Copy all of the data below, swapping every "photo" for "image" and changing nothing else. Omit the pictures.

■ ■ ■

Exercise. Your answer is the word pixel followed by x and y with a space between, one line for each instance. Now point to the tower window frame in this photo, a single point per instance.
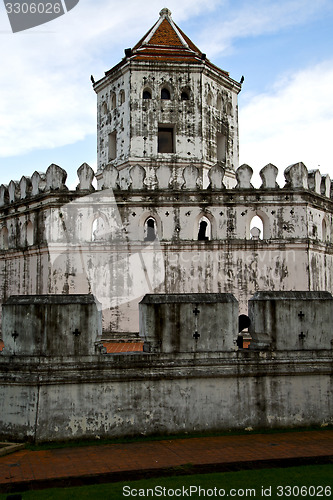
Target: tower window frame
pixel 165 139
pixel 165 94
pixel 146 94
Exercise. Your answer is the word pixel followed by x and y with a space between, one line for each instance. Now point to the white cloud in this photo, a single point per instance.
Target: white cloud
pixel 292 123
pixel 46 95
pixel 254 18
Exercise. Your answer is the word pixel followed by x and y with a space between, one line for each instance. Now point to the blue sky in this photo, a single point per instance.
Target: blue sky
pixel 283 48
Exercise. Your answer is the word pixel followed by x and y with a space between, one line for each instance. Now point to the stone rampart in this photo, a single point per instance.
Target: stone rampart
pixel 68 396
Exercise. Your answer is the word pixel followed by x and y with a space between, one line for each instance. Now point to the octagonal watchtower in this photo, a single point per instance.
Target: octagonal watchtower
pixel 166 103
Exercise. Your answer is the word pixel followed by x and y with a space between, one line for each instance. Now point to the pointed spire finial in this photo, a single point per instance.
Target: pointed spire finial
pixel 165 12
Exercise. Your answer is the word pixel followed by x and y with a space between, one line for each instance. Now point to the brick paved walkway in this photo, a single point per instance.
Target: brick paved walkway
pixel 113 462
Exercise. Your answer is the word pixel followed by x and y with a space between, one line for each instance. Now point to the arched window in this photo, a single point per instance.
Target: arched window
pixel 99 229
pixel 4 238
pixel 150 229
pixel 146 94
pixel 113 101
pixel 104 108
pixel 121 97
pixel 29 233
pixel 256 228
pixel 165 94
pixel 204 232
pixel 325 234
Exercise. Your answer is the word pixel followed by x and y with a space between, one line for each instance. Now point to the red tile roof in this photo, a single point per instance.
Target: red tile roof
pixel 115 347
pixel 165 41
pixel 165 35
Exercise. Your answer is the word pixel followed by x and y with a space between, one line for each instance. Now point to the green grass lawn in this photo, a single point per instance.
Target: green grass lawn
pixel 316 480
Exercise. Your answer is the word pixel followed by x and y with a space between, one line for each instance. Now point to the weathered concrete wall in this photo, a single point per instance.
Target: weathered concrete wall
pixel 83 241
pixel 51 325
pixel 305 315
pixel 71 397
pixel 189 322
pixel 145 394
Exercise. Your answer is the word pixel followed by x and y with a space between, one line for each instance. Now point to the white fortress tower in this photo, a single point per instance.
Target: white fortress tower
pixel 165 103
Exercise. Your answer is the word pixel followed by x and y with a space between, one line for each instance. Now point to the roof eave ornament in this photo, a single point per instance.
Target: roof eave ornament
pixel 165 12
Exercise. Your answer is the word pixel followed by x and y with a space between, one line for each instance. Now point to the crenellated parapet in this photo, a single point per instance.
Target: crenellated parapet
pixel 175 200
pixel 164 177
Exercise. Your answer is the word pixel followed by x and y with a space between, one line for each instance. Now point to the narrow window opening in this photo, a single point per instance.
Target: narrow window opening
pixel 4 238
pixel 204 229
pixel 98 231
pixel 221 147
pixel 165 94
pixel 165 140
pixel 256 228
pixel 30 234
pixel 104 108
pixel 325 236
pixel 150 230
pixel 113 101
pixel 146 94
pixel 112 146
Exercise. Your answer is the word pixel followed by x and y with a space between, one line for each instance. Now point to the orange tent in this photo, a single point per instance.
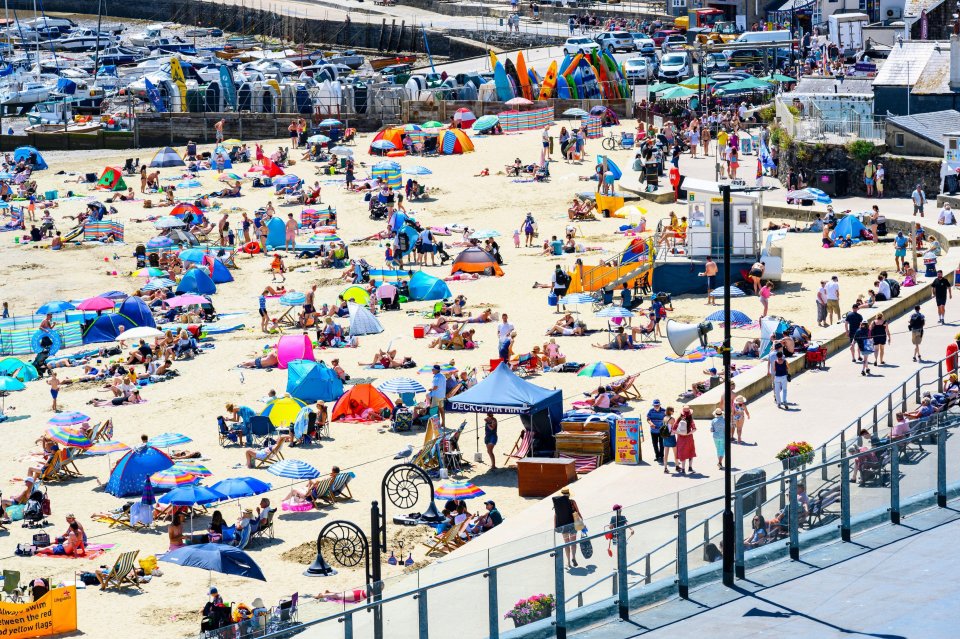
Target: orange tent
pixel 363 402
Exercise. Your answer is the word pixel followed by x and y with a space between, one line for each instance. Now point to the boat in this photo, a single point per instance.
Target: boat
pixel 382 63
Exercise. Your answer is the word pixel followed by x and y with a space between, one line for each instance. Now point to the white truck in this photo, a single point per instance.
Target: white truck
pixel 846 31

■ ■ ■

> [Result of this task]:
Exercise. Your answer is the word pixel followed by x and y with a space between, one line for each instance. Now point to the tower window frame in this image, a single point per instance.
Target: tower window frame
pixel 165 139
pixel 165 94
pixel 146 94
Exercise. Your answer is the word pixel followed by x and y with a space between, one line for each instance. Now point to the white cloud in this image, a single point per instance.
Target: white cloud
pixel 292 123
pixel 46 95
pixel 254 18
Exercise. Your answer is the word pixel followed by x and y with a space between, one line for each instance. Now point to the blue sky in this image, a single point per instance.
Target: blue sky
pixel 283 48
Exercise. Your answer is the word pixel followed by x and y with a space between, one line for each instance. Now point to the stone rampart in this image, a single point per instance.
Target: stone rampart
pixel 68 396
Exercise. Your answer is the word pixel followed by x and y with a space between, one line for each instance. Now point to the octagonal watchtower in this image, a single point per instance.
Target: octagonal watchtower
pixel 166 103
Exercise. Your answer is the word pixel followed by x and y with a space between, one line for each instance. Now point to the pointed spire finial in this image, a single point per instance.
Target: pointed spire finial
pixel 165 12
Exercise. Your answer is the word pixel followed by x and y with a space between, one line for each instance. Now point to the brick paved walkway in this image, a single point per instance.
Target: brick paved walkway
pixel 113 462
Exercise. Your answer is the word pixel followed by x and y with a space between, one line for each instance. Now point to the arched window in this image, a single point per instance.
Target: arched window
pixel 99 229
pixel 4 238
pixel 150 229
pixel 146 94
pixel 113 101
pixel 104 108
pixel 121 97
pixel 29 233
pixel 256 228
pixel 165 94
pixel 204 232
pixel 325 234
Exercise. Your answer is the word pixel followed by x and y with a space between, one line for each instance. Now point to the red tile roof in this image, a single point per instance.
Target: red tile roof
pixel 115 347
pixel 165 41
pixel 165 35
Exercise. Your answer is the word pixel followed by x and y with a space between, one line for each instance. Now point to the green grass lawn in this image, a single point per instance.
Target: green grass lawn
pixel 316 480
Exercise. Your answer is the word pixel followed by x and y with a space between, one line for each instance. Now point to the weathered concrete wall in this image, a single point per instance.
Target: weathered concrete wall
pixel 83 241
pixel 51 325
pixel 305 315
pixel 71 397
pixel 189 322
pixel 145 394
Exercise. Your answer is the word pixel followed by x and y with a space between, one line for each instance. Now point to the white fortress tower in this image, a single point per instance.
Target: white fortress tower
pixel 165 103
Exercise. Your answer is the word pixel followed by x and y with a space between, one line for each instance. Now point to the roof eave ornament in this image, a single point per instance.
Target: roof eave ornament
pixel 165 12
Exercise. Your answer is the word pixel followed by x and y with a space between, one line for each instance. Now point to the crenellated parapet in this image, a single point per instance.
Target: crenellated parapet
pixel 175 200
pixel 164 177
Exercise. Your answer is the word pixel followed by x and y with a space between, one line for each instance. Now point to the narrow window opening in this image, a single point per instance.
Target: narrow window opening
pixel 4 238
pixel 204 229
pixel 98 231
pixel 221 147
pixel 165 94
pixel 165 140
pixel 256 228
pixel 30 234
pixel 104 108
pixel 325 236
pixel 150 230
pixel 113 101
pixel 146 94
pixel 112 146
Exercise. Your answer is the word pixel followed by x and y with a space between, one line for each instance. Now point to the orange tent in this image, a single point per instance.
Target: orange tent
pixel 363 402
Exercise. Your answer is the word pixel followed by x and y with a space between, one line for each instance. Now point to the boat in this image, a single point per instance.
Target: boat
pixel 382 63
Exercise. Your answer is the word pixel followed by x and y with a space between, one line for each instance. Now point to the white truck in this image, a single point per instance.
Target: white truck
pixel 846 31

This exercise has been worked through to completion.